_Task_: Copy word for word, please, the lines of the entries below running from the one containing "In this exercise you will label every instance of the elbow" to the one containing "like x=452, y=989.", both ends included.
══════════
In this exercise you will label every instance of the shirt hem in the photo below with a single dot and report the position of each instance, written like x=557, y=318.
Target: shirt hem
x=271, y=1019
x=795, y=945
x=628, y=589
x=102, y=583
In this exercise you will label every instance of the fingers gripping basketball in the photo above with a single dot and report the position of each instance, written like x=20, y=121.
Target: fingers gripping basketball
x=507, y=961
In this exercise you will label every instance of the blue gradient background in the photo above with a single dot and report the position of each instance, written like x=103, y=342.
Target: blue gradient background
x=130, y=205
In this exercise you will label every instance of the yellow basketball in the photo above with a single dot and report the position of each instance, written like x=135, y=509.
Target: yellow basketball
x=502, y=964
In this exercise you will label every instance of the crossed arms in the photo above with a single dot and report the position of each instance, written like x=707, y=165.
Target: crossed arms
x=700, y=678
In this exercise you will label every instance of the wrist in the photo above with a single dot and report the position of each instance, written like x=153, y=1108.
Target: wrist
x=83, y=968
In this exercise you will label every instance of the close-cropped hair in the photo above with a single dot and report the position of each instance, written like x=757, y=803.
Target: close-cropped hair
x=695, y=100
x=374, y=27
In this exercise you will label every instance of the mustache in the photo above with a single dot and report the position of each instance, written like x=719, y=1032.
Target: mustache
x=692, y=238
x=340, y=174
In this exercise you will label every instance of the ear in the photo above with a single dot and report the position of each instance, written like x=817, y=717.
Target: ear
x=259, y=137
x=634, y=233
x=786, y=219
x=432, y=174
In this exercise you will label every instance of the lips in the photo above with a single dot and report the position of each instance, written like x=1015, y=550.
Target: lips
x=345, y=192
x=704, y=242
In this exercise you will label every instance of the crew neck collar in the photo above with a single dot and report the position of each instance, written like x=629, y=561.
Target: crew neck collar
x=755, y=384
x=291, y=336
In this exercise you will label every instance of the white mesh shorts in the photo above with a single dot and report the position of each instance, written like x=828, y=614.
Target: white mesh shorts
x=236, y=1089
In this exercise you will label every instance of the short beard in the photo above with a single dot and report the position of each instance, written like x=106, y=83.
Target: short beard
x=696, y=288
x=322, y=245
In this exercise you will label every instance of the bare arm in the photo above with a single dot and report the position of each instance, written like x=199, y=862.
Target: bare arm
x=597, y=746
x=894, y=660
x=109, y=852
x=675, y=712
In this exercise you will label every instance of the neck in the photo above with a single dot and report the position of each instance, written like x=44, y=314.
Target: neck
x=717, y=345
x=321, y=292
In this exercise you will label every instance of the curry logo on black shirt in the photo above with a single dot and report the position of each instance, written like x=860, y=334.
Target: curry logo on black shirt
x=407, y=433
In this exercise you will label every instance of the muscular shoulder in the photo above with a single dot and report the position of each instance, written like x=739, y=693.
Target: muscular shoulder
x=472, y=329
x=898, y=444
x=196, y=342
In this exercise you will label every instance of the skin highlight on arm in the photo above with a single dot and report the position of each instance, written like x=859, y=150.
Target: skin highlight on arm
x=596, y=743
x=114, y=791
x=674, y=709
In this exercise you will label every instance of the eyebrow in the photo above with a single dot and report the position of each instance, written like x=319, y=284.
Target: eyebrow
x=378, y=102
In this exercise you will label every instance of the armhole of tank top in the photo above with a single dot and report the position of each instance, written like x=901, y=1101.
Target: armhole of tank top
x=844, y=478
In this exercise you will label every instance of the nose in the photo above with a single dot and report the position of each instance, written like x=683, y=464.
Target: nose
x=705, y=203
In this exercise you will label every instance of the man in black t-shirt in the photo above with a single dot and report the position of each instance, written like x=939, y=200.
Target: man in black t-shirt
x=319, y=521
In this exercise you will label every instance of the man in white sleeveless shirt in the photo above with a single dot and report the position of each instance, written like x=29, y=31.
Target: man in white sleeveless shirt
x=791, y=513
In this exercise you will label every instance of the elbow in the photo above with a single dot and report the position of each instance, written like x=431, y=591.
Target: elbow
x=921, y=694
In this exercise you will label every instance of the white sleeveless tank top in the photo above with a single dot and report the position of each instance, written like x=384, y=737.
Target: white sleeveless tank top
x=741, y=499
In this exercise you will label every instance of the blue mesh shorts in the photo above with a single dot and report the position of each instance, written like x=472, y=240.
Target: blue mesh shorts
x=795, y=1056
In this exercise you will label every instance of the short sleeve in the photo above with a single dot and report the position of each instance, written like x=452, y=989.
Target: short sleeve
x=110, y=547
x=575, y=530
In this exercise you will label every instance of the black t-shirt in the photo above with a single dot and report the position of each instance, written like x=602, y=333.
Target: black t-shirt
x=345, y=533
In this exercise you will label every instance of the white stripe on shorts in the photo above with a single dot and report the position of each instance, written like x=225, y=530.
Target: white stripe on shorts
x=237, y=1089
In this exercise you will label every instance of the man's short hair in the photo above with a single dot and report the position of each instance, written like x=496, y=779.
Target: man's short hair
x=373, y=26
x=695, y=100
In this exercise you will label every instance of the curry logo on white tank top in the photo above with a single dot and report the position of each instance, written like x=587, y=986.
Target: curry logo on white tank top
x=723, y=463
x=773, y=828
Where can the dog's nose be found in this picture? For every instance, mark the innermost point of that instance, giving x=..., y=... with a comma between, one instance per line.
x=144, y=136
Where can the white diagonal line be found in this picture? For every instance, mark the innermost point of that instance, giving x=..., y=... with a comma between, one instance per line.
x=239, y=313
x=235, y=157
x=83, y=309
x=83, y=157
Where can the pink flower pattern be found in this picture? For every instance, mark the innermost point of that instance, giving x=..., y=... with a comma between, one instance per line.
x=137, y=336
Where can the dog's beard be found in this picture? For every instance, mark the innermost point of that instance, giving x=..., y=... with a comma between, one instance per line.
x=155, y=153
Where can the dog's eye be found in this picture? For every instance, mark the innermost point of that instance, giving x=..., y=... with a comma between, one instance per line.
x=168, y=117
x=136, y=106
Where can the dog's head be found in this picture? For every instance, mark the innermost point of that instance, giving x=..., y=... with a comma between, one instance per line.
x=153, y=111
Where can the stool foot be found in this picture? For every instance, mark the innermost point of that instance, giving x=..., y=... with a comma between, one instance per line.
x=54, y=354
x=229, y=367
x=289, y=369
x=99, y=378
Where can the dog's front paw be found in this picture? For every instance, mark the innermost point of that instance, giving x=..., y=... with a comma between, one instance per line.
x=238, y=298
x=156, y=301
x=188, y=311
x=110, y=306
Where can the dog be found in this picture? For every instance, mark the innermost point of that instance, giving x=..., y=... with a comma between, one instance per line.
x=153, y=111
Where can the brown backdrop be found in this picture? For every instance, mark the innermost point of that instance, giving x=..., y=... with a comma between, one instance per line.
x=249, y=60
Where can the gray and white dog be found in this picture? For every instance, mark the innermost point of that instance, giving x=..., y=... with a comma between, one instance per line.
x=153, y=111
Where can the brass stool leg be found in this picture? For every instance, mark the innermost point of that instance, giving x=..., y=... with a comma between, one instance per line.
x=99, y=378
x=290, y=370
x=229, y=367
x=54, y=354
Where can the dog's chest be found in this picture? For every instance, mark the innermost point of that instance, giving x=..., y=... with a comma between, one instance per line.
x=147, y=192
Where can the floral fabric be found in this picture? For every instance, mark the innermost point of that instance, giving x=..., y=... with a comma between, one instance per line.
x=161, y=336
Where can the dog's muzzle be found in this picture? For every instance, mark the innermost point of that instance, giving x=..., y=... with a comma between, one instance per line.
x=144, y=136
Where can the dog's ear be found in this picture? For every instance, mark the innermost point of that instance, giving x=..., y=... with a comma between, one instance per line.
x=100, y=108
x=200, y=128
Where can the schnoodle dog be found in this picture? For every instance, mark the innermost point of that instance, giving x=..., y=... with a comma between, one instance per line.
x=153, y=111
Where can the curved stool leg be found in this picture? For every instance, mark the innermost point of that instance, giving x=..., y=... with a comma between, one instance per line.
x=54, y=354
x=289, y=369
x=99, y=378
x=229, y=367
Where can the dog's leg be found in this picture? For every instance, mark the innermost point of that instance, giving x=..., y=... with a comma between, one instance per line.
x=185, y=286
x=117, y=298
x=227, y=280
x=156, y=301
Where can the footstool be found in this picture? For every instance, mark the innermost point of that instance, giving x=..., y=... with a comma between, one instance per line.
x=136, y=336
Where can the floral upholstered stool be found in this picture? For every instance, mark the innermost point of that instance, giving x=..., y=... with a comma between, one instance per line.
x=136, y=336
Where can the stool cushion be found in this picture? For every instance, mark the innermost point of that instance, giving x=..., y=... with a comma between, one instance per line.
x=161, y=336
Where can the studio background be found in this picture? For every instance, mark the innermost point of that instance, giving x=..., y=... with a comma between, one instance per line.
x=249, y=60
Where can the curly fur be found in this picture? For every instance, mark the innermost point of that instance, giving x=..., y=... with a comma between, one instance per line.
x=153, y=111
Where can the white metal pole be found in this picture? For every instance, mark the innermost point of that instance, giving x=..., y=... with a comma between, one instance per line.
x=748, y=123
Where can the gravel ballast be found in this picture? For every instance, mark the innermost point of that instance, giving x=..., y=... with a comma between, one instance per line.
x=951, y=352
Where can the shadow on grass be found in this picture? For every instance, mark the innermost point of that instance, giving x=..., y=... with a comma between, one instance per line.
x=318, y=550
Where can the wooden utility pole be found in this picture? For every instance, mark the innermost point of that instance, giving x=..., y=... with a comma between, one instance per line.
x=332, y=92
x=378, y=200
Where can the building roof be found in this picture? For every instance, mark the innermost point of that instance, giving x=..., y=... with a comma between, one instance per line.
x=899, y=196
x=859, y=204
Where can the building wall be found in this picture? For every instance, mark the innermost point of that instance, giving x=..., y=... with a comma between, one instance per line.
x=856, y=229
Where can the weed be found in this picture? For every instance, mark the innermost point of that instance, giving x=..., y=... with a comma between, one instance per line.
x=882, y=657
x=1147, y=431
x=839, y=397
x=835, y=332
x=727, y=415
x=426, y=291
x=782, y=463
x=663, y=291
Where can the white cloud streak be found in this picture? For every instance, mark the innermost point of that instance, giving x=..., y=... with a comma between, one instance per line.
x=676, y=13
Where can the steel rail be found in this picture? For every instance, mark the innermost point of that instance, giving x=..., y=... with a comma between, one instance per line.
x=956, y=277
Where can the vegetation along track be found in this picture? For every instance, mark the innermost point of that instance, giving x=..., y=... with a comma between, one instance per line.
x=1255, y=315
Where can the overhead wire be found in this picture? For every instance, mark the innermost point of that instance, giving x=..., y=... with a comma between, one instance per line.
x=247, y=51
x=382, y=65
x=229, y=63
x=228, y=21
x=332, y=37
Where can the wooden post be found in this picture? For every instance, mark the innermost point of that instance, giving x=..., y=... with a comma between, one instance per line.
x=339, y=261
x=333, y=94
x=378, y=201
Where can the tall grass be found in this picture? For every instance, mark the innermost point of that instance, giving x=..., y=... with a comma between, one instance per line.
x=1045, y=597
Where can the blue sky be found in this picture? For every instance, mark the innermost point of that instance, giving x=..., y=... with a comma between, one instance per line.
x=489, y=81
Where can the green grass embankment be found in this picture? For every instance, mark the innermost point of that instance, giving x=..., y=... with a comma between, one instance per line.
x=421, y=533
══════════
_Finished task_:
In this exercise you will label every instance of the elbow in the photo above with a single dot and report the position of each instance, written like x=431, y=591.
Target: elbow
x=921, y=694
In this exercise you will label every instance of the white sleeveless tank top in the photo above with a single dot and report the position of each instance, written like x=384, y=737.
Target: white sleeveless tank top
x=741, y=499
In this exercise you will label every instance of the blue mesh shorts in the photo above with a single dot and report the position of each instance, written like x=472, y=240.
Target: blue mesh shorts
x=795, y=1056
In this exercise you will label every instance of the short sleeve in the photo above with a single dot and report the position of each instance, written like x=452, y=989.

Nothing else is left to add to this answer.